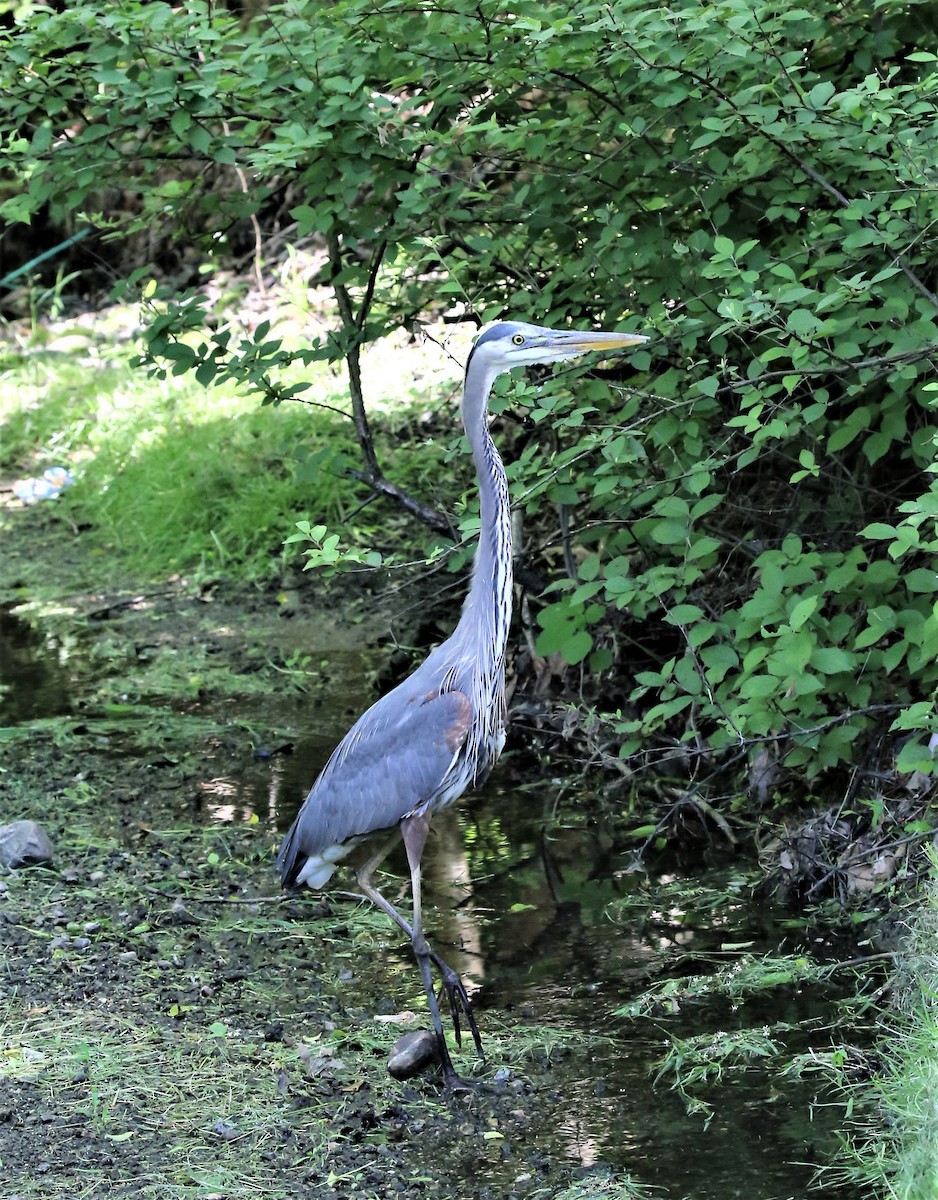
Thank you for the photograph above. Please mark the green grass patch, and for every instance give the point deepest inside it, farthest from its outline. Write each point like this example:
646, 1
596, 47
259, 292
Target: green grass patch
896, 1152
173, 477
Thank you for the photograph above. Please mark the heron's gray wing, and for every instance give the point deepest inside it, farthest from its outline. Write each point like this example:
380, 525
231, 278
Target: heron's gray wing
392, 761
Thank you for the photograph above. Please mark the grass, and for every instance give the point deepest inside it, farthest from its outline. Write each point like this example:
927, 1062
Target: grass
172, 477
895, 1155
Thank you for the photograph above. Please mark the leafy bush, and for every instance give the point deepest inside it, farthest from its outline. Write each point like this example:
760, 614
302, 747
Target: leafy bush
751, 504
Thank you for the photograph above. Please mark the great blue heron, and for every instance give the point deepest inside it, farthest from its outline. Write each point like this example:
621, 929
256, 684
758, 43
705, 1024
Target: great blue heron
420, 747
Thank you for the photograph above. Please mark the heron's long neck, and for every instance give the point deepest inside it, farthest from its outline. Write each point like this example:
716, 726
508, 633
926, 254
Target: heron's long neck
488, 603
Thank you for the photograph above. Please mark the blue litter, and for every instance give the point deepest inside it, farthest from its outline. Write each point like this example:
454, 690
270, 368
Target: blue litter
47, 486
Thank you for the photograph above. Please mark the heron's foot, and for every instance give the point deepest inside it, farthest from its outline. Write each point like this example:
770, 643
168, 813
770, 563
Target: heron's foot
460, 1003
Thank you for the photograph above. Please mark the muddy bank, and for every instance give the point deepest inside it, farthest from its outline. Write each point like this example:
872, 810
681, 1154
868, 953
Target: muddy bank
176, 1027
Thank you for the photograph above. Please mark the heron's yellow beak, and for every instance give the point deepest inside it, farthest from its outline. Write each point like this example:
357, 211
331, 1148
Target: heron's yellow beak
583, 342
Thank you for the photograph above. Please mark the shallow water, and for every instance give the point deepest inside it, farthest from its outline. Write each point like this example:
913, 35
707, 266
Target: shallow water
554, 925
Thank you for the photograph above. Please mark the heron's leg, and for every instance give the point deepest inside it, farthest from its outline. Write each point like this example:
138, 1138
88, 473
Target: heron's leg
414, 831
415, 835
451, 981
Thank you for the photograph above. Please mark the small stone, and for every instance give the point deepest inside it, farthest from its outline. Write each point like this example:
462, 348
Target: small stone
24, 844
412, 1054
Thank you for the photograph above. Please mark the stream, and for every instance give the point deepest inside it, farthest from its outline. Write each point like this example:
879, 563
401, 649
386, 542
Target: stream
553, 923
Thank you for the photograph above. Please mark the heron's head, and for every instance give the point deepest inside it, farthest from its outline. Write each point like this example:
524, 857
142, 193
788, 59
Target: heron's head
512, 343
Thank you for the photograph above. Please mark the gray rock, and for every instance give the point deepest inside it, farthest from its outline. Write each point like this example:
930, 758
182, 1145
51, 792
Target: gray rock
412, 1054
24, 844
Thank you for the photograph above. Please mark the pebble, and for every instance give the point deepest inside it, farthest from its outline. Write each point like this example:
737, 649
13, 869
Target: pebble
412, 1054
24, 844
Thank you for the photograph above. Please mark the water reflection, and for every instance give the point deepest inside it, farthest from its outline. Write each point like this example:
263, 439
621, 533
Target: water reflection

::::

**Aim:**
The listing above needs to be output again exactly. Don't include the pictures.

**Exercise answer:**
Thank you for the photograph above. Please mark the green grass patch, and for every instance give the point deepest inside it, farthest from its outline. Write each point like this example:
646, 1
596, 47
259, 292
Target: green grass patch
896, 1152
173, 477
Thank you for the photograph above. Please mark the heron's gray wing, and for every instance give the point deepest inside it, farthest from its outline. Write each point like this example:
380, 525
231, 278
Target: heron's gray wing
392, 761
Thank you for the photograph above. Please mark the grass, and for every instance give the point deepest inside it, farthest from its outline. Write each point like this example:
927, 1062
Target: grass
172, 477
895, 1155
Thank you for the photograph above. Please mark the leafy bush, and for every instance give the point deepest inside it, farthest from its outline. Write each point like this example:
760, 614
302, 747
Target: leafy bush
751, 504
Thank you for the photograph above. Please mark the great blue heron, and for every instance give the point deepest inside it, farthest from its outline. Write each point like this example:
621, 929
256, 684
758, 43
705, 1024
Target: great blue heron
420, 747
Thank you for the photograph above. Please mark the heron's long neck, and for every instance give the point deepest inside it, farthest from its outline. Write each point like this example:
716, 726
508, 633
926, 254
Target: heron's long neck
488, 603
Thank you for the photograph above. Please mark the blue litter, and for every instance give the point deepest inside it, farthest from its outline. Write each point like this example:
454, 690
270, 368
Target: blue litter
47, 486
Thank you for the photograph above. Please mark the heron's foot, and for every instance give the point deepest inside it, farthest from its outline. Write each point like this example:
770, 643
168, 813
770, 563
Target: heron's foot
460, 1003
Thank you for the photograph above. Please mark the muddy bank, and for every instance give the point deepest inside it, farthest from its outline. Write each point like this example:
872, 810
681, 1154
868, 953
Target: muddy bank
176, 1027
Thank you for the photograph above. Please mark the heron's yellow beak, and for every instance give the point deepest inside it, farthest from its outline. Write each point like this example:
357, 211
331, 1148
Target: heron's yellow beak
583, 342
Thank you for the photograph above. Please mark the shallow water, and for every instance give the point deepest inside it, farthest from its outline. Write each point like this example:
913, 35
707, 266
Target: shallow water
554, 925
Thank you for the photograph above. Please mark the heron's leg, and for every instance give the point deepest inside it, farthest from its outline. Write each point like this example:
138, 1138
88, 473
Target: heron's leg
414, 831
415, 835
451, 981
Thank you for the photograph above. Please mark the small stone, and for every instance give the point deepest inside it, farthest from its outline. Write each point like this example:
462, 348
Target: small stone
24, 844
412, 1054
Thank you for the photograph above. Please mark the stream, and for every instance give the point deepest inside it, farthest from its outline. Write each point like this example:
879, 563
401, 649
386, 542
Target: stream
553, 923
Thank you for the photograph above. Please mark the heron's head, and for every instance give the point deepest inside it, farthest from its outline. Write each point like this example:
524, 857
142, 193
788, 59
Target: heron's head
512, 343
Thank you for the photograph above. Please mark the gray rock, and for every instance give the point deepest inside it, farthest from its outline. Write each point like this example:
930, 758
182, 1145
51, 792
Target: gray rock
412, 1054
24, 844
Thank you for the photograph above. Please mark the pebble, and for every instance give the point deepest inside it, farthest from its outline. Write each point like this example:
737, 649
13, 869
Target: pebble
412, 1054
24, 844
Thank you for the photograph above. Please mark the water reflection, and for every instance give the point deepest inside it, farthest from its outline. Write each point like this example:
263, 439
621, 533
Target: water reflection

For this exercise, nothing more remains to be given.